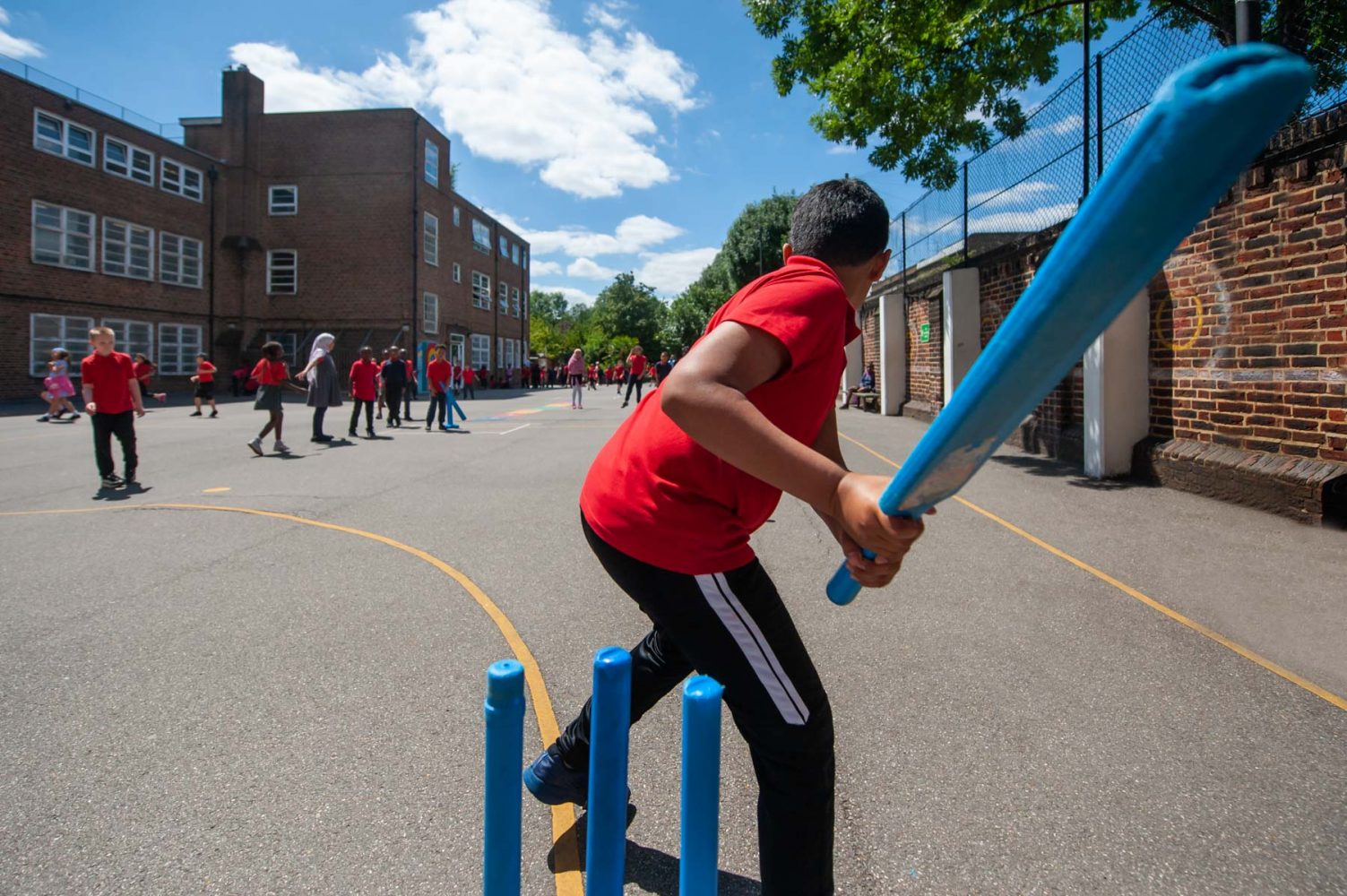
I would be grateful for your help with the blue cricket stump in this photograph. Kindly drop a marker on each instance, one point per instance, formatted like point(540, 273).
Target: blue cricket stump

══════════

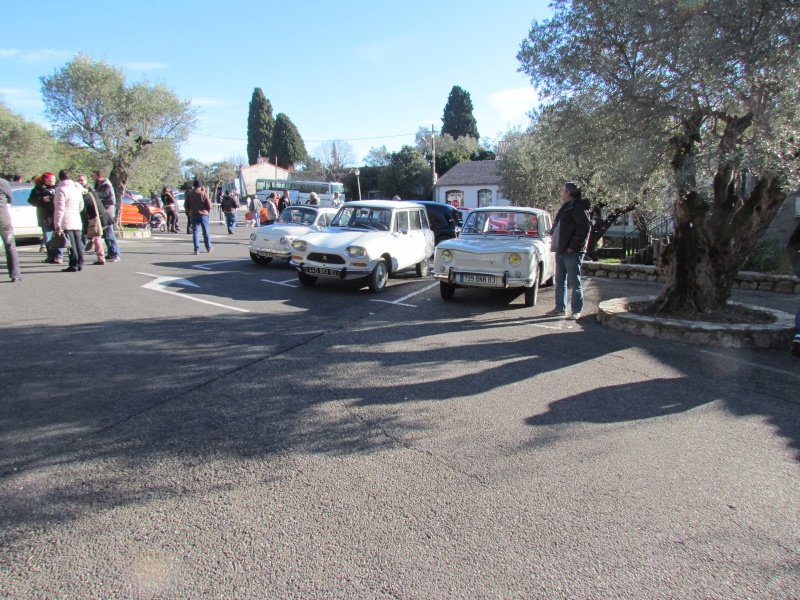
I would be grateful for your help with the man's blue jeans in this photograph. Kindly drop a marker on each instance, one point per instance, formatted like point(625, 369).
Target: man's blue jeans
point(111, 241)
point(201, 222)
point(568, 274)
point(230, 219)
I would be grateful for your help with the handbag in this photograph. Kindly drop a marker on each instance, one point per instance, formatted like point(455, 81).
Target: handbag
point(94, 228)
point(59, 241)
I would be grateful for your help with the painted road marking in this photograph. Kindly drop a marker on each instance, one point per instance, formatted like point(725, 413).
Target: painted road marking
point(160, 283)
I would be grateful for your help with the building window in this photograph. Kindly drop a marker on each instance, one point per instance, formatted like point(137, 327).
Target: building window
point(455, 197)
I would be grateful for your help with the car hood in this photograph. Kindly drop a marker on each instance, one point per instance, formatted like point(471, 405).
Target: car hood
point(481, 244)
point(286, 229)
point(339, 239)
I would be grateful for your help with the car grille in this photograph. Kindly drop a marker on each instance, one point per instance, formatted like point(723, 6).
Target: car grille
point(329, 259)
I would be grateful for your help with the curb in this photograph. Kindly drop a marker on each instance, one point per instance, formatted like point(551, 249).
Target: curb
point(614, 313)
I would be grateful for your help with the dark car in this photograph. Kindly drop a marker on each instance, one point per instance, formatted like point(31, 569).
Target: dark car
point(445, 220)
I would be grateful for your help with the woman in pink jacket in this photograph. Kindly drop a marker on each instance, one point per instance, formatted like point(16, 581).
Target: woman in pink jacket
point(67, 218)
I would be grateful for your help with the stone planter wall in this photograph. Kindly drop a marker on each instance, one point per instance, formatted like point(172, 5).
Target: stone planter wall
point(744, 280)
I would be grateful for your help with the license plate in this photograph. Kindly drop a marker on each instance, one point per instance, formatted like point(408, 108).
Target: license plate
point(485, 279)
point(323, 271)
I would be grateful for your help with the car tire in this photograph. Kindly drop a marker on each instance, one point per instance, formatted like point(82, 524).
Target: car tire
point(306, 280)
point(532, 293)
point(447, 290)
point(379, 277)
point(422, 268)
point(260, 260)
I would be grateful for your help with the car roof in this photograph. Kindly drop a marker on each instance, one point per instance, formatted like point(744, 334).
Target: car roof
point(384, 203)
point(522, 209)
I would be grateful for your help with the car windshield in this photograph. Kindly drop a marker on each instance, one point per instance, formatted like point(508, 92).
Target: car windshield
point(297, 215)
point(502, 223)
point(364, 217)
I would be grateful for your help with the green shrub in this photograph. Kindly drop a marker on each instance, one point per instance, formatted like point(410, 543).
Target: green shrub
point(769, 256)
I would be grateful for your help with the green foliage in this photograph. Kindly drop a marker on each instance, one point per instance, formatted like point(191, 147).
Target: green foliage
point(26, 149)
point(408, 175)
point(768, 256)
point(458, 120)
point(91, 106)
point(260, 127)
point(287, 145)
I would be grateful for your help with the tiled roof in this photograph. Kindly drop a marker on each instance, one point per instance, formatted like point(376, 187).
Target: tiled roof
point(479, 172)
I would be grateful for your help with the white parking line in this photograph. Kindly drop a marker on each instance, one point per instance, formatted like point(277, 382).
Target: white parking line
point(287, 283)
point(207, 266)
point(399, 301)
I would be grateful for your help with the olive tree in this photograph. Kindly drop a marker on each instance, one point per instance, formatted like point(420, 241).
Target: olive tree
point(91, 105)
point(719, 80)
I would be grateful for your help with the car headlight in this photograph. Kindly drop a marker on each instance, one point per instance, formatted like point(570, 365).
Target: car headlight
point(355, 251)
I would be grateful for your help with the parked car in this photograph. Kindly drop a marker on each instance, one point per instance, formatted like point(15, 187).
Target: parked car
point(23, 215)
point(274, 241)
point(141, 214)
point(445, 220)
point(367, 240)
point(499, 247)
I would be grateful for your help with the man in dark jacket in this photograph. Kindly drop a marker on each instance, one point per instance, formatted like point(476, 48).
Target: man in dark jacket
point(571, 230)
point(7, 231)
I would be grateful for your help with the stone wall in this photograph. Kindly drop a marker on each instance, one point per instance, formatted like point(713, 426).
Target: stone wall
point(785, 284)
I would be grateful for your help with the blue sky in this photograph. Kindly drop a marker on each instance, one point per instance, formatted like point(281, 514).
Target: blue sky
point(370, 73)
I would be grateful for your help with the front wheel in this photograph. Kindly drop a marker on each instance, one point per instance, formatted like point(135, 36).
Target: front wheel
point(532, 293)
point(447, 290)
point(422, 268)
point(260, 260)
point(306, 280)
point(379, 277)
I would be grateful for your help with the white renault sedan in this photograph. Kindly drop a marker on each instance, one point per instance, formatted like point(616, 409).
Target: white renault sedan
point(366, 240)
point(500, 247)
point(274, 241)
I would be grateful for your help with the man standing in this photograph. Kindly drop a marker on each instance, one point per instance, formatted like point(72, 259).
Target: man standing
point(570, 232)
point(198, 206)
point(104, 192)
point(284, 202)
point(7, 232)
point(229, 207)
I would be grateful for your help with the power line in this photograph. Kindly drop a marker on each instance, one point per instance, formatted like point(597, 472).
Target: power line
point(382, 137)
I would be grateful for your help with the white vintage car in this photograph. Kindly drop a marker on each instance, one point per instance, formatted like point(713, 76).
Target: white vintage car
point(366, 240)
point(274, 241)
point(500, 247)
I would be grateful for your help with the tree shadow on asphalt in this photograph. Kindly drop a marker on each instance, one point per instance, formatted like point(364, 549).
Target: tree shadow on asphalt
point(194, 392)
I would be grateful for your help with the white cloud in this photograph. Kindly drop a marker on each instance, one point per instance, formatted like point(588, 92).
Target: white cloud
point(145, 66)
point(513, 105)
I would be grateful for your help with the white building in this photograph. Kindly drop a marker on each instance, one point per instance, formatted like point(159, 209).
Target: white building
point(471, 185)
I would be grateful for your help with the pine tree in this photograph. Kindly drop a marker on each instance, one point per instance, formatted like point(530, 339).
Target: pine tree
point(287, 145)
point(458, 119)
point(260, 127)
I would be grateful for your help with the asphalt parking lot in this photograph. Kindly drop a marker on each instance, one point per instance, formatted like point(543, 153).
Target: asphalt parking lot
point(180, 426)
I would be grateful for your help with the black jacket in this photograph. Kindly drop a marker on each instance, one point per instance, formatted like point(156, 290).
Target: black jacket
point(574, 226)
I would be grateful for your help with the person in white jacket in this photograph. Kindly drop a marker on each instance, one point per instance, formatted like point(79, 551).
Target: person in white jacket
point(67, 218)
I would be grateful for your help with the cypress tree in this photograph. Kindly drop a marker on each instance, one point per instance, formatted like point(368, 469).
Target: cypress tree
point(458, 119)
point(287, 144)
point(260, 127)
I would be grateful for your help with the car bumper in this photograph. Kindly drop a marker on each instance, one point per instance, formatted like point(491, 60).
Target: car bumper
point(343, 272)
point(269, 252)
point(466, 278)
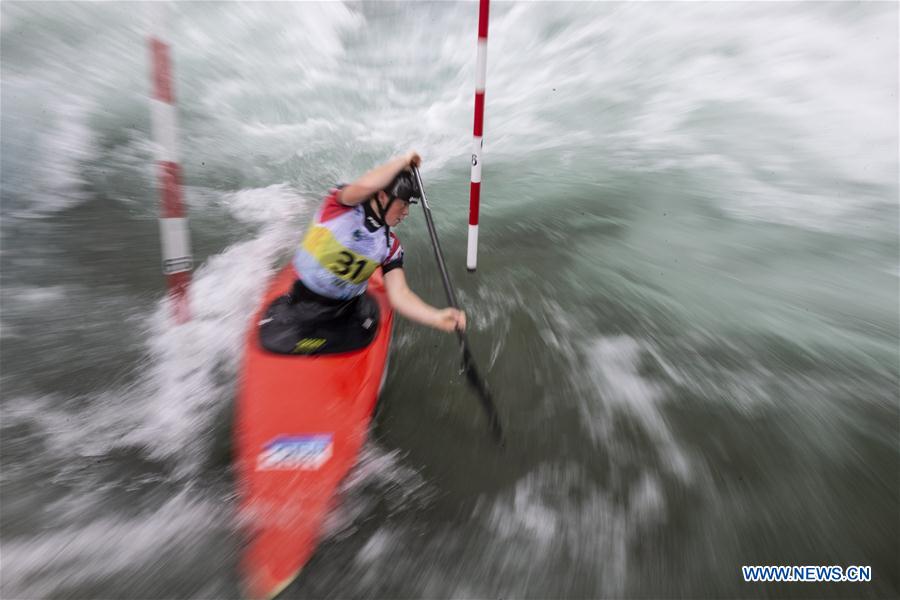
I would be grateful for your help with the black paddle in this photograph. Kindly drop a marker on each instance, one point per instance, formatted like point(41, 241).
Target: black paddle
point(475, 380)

══════════

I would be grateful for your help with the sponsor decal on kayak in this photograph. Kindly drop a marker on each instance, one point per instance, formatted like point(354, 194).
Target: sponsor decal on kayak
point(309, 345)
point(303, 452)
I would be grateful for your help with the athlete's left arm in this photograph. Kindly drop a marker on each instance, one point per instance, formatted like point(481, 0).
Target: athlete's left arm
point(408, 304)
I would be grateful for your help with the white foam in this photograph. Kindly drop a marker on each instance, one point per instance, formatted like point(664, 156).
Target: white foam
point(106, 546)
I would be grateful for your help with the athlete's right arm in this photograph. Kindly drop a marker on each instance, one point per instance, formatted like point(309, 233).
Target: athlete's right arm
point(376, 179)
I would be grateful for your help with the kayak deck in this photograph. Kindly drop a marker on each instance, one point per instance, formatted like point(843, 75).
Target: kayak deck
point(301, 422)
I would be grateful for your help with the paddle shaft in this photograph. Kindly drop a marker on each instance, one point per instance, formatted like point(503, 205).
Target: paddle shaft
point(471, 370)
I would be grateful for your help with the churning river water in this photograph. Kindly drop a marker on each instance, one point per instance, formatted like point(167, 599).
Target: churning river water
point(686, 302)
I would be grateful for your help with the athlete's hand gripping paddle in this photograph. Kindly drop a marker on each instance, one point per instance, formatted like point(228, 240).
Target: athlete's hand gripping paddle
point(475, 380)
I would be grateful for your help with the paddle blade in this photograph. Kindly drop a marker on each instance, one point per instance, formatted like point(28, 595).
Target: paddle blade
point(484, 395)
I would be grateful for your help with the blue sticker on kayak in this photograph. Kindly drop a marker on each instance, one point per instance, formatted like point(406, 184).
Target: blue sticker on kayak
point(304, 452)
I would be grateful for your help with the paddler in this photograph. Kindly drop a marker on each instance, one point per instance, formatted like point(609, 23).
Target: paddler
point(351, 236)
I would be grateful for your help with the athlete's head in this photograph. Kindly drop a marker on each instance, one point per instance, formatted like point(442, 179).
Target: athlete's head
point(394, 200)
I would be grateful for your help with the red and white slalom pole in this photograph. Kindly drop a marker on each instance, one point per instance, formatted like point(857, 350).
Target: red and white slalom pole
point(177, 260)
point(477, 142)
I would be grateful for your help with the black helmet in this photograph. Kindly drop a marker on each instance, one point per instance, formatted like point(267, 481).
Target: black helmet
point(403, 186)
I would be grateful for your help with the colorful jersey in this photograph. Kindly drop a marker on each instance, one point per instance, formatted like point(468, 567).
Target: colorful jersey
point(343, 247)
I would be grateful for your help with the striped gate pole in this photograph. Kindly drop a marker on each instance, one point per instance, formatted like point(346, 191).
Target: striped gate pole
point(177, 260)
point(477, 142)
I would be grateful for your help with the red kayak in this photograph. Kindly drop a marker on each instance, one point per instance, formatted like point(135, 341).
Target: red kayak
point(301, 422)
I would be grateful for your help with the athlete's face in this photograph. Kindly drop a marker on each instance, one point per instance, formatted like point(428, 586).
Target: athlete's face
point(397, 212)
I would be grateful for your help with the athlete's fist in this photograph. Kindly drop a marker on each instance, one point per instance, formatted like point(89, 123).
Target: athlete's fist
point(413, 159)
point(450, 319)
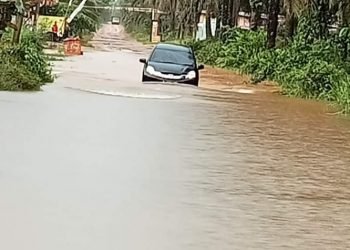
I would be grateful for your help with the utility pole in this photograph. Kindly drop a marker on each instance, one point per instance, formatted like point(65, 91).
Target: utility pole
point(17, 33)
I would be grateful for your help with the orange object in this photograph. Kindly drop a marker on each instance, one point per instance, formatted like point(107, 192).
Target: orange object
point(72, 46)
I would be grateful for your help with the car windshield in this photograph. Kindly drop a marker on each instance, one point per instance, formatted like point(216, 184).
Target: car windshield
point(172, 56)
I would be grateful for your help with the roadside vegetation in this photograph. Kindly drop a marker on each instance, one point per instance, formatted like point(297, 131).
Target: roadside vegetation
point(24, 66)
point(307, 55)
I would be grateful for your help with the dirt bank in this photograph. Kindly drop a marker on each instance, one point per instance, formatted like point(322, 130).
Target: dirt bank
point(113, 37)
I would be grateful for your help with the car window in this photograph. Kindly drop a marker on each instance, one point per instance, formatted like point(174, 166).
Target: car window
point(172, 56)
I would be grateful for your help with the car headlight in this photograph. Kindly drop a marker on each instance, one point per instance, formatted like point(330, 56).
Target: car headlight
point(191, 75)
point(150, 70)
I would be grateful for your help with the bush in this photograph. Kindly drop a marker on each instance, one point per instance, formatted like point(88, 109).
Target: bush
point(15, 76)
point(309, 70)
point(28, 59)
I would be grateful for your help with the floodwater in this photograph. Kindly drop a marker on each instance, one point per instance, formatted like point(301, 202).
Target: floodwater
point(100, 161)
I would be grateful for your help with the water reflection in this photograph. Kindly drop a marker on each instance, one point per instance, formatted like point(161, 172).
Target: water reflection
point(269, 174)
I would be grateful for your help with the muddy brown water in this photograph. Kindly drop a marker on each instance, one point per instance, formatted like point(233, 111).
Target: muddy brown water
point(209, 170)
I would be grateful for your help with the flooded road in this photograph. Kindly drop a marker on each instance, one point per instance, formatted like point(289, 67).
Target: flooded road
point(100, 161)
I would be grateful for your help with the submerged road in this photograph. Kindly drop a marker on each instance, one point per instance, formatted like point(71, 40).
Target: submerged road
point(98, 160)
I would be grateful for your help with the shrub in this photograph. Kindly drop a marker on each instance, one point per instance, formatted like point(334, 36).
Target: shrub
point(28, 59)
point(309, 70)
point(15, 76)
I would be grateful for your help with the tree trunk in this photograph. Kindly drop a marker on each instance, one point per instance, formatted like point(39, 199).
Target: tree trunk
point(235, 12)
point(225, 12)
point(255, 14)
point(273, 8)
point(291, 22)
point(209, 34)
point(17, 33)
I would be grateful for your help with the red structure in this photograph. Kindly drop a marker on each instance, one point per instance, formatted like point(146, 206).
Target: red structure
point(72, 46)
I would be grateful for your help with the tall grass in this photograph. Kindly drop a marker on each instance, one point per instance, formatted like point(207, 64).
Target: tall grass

══════════

> Short exercise
Replace "blue" with "yellow" in everything from the line containing "I would be grateful for your help with the blue cricket" down to the line containing "Target: blue cricket stump", and leave all else in those lines unchanged. Return only those lines.

> Task result
I would be grateful for your help with the yellow cricket stump in this photograph. Kindly drop a marker on each instance, one point per instance, formatted like point(540, 273).
Target: yellow cricket stump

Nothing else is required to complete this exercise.